*** Opening RECORDED INFORMATION ***

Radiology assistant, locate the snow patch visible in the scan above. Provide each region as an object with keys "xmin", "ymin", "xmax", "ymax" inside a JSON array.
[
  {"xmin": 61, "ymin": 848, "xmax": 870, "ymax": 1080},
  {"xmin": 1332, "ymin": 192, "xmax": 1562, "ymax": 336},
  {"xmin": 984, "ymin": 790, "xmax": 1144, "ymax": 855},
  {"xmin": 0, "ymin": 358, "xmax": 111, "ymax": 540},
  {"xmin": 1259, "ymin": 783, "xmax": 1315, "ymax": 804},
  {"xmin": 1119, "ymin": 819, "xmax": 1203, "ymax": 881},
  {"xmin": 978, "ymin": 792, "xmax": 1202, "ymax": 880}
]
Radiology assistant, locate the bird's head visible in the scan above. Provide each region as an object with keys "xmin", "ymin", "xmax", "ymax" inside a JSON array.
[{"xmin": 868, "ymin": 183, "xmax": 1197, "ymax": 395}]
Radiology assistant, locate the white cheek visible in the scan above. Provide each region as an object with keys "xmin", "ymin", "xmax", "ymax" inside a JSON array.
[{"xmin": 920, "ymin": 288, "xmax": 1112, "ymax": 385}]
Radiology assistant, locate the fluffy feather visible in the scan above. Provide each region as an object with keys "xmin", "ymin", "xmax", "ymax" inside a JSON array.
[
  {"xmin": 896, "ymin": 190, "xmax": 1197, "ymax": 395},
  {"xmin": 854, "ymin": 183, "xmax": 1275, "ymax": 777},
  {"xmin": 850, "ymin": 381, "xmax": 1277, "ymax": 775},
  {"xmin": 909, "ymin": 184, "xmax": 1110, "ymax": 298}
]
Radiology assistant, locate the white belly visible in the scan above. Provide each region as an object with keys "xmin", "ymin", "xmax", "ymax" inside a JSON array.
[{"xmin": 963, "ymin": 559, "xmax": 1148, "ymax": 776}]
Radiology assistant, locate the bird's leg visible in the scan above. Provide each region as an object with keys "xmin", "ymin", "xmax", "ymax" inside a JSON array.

*** Closing RECORDED INFORMATION ***

--- YOUR GOAL ---
All of the material is to be copied word for word.

--- ANSWER SPACE ---
Radiology assistant, locate the snow patch visible in the scan above. Provide each region as an object with keys "xmin", "ymin", "xmax", "ymax" inside a JSON array.
[
  {"xmin": 61, "ymin": 848, "xmax": 870, "ymax": 1080},
  {"xmin": 1332, "ymin": 192, "xmax": 1562, "ymax": 336},
  {"xmin": 984, "ymin": 790, "xmax": 1144, "ymax": 855},
  {"xmin": 0, "ymin": 358, "xmax": 111, "ymax": 540},
  {"xmin": 1259, "ymin": 783, "xmax": 1315, "ymax": 804},
  {"xmin": 1119, "ymin": 819, "xmax": 1203, "ymax": 881},
  {"xmin": 978, "ymin": 792, "xmax": 1202, "ymax": 880}
]
Radiology assistant, locate the bird's head visible in the scan above. Provide each region as an object with keys "xmin", "ymin", "xmax", "ymax" inside a JSON array.
[{"xmin": 868, "ymin": 183, "xmax": 1197, "ymax": 395}]
Radiology assistant, locate the white cheek visible in the scan above. Provide each region as an object with keys "xmin", "ymin", "xmax", "ymax" inside a JSON array.
[{"xmin": 920, "ymin": 288, "xmax": 1112, "ymax": 385}]
Radiology assistant, locate the fluffy feather visible in the scan above. Provide each region as an object with keys "xmin", "ymin", "xmax", "ymax" inside a JSON array.
[
  {"xmin": 896, "ymin": 190, "xmax": 1197, "ymax": 395},
  {"xmin": 854, "ymin": 183, "xmax": 1275, "ymax": 777},
  {"xmin": 850, "ymin": 381, "xmax": 1277, "ymax": 775},
  {"xmin": 909, "ymin": 184, "xmax": 1110, "ymax": 298}
]
Radiology assistant, locate the white belly visible in the scan above. Provide each region as an object with keys "xmin", "ymin", "xmax", "ymax" inside a JSON array.
[{"xmin": 963, "ymin": 559, "xmax": 1148, "ymax": 776}]
Radiology assistant, locate the bird's leg visible in the scan above. Provide each region as an object with keys "xmin", "ymin", "xmax", "ymax" inside a JSON array.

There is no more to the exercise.